INSTRUCTIONS TO FOLLOW
All of the data below is to be copied exactly.

(RECORDS SHOWN begins)

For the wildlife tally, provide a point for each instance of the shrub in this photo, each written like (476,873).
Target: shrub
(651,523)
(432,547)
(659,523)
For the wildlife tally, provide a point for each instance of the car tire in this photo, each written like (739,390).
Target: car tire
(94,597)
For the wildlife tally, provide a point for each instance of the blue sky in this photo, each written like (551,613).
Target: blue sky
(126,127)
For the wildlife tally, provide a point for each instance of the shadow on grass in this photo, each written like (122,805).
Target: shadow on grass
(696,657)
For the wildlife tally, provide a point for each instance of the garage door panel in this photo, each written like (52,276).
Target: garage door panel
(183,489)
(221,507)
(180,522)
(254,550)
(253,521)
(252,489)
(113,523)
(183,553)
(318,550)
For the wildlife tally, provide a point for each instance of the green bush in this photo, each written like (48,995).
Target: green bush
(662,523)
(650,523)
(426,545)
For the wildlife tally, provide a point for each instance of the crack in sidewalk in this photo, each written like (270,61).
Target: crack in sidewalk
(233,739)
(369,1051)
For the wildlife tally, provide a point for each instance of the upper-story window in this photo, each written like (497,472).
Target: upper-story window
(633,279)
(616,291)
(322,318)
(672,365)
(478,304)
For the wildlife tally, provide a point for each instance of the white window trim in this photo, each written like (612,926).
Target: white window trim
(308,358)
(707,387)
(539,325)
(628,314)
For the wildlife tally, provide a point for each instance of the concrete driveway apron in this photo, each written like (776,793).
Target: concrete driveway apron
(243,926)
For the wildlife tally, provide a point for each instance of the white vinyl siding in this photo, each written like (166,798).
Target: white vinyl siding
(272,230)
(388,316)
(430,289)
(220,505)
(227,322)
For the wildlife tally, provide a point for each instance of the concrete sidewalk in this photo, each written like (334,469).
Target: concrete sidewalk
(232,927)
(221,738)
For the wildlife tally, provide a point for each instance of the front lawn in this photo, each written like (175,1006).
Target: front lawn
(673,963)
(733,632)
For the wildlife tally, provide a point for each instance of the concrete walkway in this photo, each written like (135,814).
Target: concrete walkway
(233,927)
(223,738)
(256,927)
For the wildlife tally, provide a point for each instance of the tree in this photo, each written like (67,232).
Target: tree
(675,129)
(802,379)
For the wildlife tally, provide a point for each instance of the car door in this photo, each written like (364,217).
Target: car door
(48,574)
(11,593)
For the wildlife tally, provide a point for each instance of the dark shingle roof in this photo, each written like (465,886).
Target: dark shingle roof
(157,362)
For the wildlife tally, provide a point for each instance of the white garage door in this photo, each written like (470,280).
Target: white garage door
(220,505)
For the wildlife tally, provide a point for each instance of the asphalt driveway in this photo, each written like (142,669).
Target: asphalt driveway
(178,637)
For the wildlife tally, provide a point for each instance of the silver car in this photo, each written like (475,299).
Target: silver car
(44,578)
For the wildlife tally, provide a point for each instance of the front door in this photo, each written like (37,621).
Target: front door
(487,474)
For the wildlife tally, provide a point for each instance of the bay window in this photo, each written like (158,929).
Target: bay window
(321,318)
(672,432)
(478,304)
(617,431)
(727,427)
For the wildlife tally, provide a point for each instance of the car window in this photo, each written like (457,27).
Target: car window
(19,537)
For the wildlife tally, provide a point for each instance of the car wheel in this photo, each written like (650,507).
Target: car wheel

(RECORDS SHOWN ends)

TASK RESULT
For the wildlife tally, provide a point for each instance of the shrub in this photo, each written like (476,873).
Target: shrub
(651,523)
(432,547)
(659,523)
For the wildlife tally, provide a point for each instance of the car tire in this photo, each written like (739,390).
Target: car tire
(94,597)
For the wildlife tally, provide a point for each instance of the blue sky in this photo, each written like (551,613).
Target: blue sky
(126,127)
For the wildlife tally, provide a point for each instance of the shadow on grass in this photo, each written like (122,805).
Target: shadow on grass
(696,657)
For the wildlife tally, provide a point for each instance of the garage door panel in this photo, each written like (52,276).
Target: garage door panel
(183,489)
(221,507)
(180,522)
(254,550)
(253,521)
(252,489)
(113,523)
(183,553)
(318,550)
For the wildlife tally, provide a point for each instance of the green bush in this photo, each written like (48,995).
Target: green bush
(662,523)
(650,523)
(426,545)
For the wildlife tally, provide a point for each instance of the crack in sidewalk in this photo, each written like (270,61).
Target: crack in sidewalk
(233,739)
(369,1051)
For the wildlife tally, provide a point for each instance of the upper-story window in this photo, each written like (497,472).
Target: upper-story window
(633,279)
(616,291)
(322,318)
(672,365)
(478,304)
For the wildlife tally, provide a point for each instance of the white window trim in this photo, each written like (612,926).
Target: white window trim
(308,358)
(707,387)
(539,325)
(628,314)
For the wildlife tally, provide a point for each instance of the concrete driveway apron in this photo, each written like (776,793).
Target: concrete driveway apron
(243,926)
For the wildlife tally, provide a point for each instance of the white vinyl siding in this photo, each written like (166,798).
Target: white vinyl siding
(272,230)
(388,316)
(430,289)
(220,505)
(227,322)
For the wildlife tally, provide a point for each instance of the concrete sidewalk in this photo, each written like (334,469).
Target: concrete sidewalk
(232,927)
(221,738)
For the wildlife tally, provide a point for each instance of the front lawn in this photo, each written like (175,1006).
Target: front lawn
(673,963)
(733,632)
For the wildlife tally, provide a point for each instance of the concrete walkway in this photo, each written like (135,814).
Target: concrete walkway
(233,927)
(223,738)
(256,927)
For the wildlife tally, provide a point for each instance of the tree in this photo, each written like (67,232).
Target: tree
(675,129)
(802,379)
For the wildlife tally, provide a point for each instance of the car door in this photo, each written like (364,217).
Target: car door
(48,574)
(11,593)
For the wildlife tally, provide a point for each instance of the dark shingle roof in this photo, each written like (465,886).
Target: dark shingle roof
(157,362)
For the wildlife tally, provide a point for each instance of the white garage door in this photo, each written like (470,280).
Target: white garage door
(220,505)
For the wildlife tally, provide a point for each instance of the asphalt driveway in this photo, each written like (142,669).
Target: asphalt driveway
(178,637)
For the wildlife tally, provide a point for each instance of the silver car in this photo, each written like (475,299).
Target: silver car
(44,578)
For the wildlife tally, provide a point for each instance of the front door in this photo, each written like (37,621).
Target: front door
(487,474)
For the wildlife tally, provide a point for each instance of the bay window in this photo, each written like (158,929).
Target: bay window
(321,318)
(672,432)
(478,304)
(617,431)
(727,427)
For the wildlife tally, provide a point for each instance of the car window in this photo, each written like (457,27).
Target: car window
(19,537)
For the wildlife tally, provide a point for each instance of the car wheel in this photo, each written like (650,507).
Target: car wheel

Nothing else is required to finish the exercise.